# TASK STATEMENT
Summarize the post on race and data clustering below in two sentences.

[PAGE EXTRACT Boundary: Start]

Humans have a myriad of visible characteristics: height, weight, skin color, eye color and shape, hair color and type, shapes of facial features, and so on.
All these characteristics vary continuously.
If you see that data as points filling a high-dimensional cube, there's not going to be an empty space there.
Some areas are going to be denser than the others, but there are no gaps there.
What you try to do with "race" is you're trying to cluster this data.
But there really is only one cluster. Might as well call rand() a million times to get a bunch of points in 0..1, and cluster that.
Oh, but you've see black people! And white people!
Well yeah, but it's all those people filling the spaces in between any two points that make it impossible to draw the line.
The only way to draw the line is to make a call on where to draw it — that is, to make an arbitrary choice. Without it, your clustering algorithms would fail.
Yes, there are high-density peaks on this data, especially if you look at any single characteristic.
Yes, you can separate the peaks. But deciding on where to put the the threshold is choice — a social construct — that can leaves a lot of points without a "race" label (which race is Irish - Mexican?) and/or change which peaks make the cutoff (are Armenians a race, or noise in the dataset?).

[PAGE EXTRACT Boundary: End]
[MATERIAL PROVIDED Boundary: Start]

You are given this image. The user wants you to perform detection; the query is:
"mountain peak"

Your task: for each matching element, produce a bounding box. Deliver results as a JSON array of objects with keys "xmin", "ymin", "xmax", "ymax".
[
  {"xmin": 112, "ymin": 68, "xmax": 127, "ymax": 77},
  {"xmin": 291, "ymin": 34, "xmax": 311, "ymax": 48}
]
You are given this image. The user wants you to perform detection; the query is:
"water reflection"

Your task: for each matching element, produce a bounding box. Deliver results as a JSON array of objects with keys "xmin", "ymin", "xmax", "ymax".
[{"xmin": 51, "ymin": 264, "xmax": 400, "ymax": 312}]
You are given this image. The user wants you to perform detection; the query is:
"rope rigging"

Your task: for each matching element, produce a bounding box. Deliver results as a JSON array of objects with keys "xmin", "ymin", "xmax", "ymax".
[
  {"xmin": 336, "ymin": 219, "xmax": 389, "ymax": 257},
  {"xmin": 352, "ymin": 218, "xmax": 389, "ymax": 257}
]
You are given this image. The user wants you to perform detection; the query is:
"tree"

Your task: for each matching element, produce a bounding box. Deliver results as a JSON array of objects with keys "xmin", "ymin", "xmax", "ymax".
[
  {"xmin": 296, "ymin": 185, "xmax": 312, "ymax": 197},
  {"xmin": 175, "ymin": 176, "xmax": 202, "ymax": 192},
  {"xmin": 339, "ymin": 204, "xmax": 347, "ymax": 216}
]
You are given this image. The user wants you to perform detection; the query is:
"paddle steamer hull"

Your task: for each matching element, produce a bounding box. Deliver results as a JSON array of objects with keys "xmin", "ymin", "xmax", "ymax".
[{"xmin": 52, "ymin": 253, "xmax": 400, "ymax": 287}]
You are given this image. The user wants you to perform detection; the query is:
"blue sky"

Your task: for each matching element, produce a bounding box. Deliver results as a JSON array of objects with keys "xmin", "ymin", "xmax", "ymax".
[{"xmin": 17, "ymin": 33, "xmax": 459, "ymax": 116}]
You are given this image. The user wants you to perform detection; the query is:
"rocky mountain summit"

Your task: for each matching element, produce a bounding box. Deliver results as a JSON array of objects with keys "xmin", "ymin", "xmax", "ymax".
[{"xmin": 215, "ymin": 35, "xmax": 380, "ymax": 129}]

[MATERIAL PROVIDED Boundary: End]

# RESPONSE BOX
The post argues that visible human characteristics vary continuously, so when treated as points in a high-dimensional space they form a single cluster with no gaps, and any line drawn between races requires an arbitrary choice. Although high-density peaks exist and can be separated, deciding where to set the threshold is a social construct that can leave many points without a "race" label or change which peaks make the cutoff.